Verilen Metin:
++++

"1895/1896'da Denizli'de doğan Hasan Feyzi Efendi'nin babası, Yüreğilli Bahçıvan Ömer Efendi, annesi de Ayşe Hanım'dır.Okul ve medrese yıllarından sonra muallim olarak vazife yapmış, bu arada tasavvufla ilgilenmiş, melamiliğe gönül vermiştir..Medresede Arapça dersleri vermiş, tasavvuftan feyiz almıştır.
Hasan Feyzi Efendi, Bediüzzaman Said Nursi Hazretleri'yle görüşmeden on sene önce Risale-i Nur'larla buluşmuş, onları okuyup anlamış ve çevresinde de okutmaya ve öğretmeye başlamıştı.
Bilhassa 1944 yılı yaz ayında Hasan Feyzi Efendi, Üstad Hazretleri'yle sık sık buluşuyor, deryalar gibi coşuyordu.Fakat Üstad'ın mecburî ikamet olarak Emirdağ'a gönderilmesi, kendisini son derece üzmüştü.Üstadı Denizli'den ayrılırken, o ayrılığın verdiği hüznüyle yazıp otobüste kucağına attığı "Hicran" şiirinde şöyle diyordu:
Çekilip nur-u hidayet yine zindan olacak,
Yine firkat, yine hasret, yine hüsran olacak.

++++

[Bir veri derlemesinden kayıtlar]
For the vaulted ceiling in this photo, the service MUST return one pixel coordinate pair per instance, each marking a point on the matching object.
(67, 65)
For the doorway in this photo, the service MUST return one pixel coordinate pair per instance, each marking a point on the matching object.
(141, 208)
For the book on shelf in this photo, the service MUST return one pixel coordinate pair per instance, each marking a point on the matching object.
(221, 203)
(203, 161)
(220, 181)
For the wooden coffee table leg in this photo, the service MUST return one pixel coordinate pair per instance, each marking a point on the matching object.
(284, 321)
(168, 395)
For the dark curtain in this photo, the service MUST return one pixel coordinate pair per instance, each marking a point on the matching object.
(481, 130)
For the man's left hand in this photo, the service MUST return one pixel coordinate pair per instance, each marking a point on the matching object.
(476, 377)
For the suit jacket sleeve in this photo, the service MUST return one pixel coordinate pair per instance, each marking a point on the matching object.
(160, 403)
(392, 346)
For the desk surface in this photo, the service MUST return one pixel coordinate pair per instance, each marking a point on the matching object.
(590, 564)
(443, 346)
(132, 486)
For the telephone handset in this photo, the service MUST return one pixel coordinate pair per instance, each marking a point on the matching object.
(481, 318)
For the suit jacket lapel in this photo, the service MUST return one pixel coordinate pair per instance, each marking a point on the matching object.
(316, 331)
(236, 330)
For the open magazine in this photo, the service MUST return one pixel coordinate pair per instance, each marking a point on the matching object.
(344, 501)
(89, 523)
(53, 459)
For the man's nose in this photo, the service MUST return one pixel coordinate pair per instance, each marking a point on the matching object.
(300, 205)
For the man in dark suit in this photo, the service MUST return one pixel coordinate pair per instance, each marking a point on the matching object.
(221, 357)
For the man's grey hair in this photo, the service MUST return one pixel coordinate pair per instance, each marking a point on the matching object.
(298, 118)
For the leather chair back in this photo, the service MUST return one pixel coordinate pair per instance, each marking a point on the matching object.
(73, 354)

++++

Yapılacaklar:
• 1. Hasan Feyzi Efendi metninde adı geçen kişileri, metinde yazıldığı biçimde sıralayın.
• 2. Hasan Feyzi Efendi metnine göre, Hasan Feyzi Efendi'nin Üstad Denizli'den ayrılırken yazdığı şiirin adı nedir?

Görev Cevapları:
• 1.
Hasan Feyzi Efendi
Yüreğilli Bahçıvan Ömer Efendi
Ayşe Hanım
Bediüzzaman Said Nursi Hazretleri

• 2. Hicran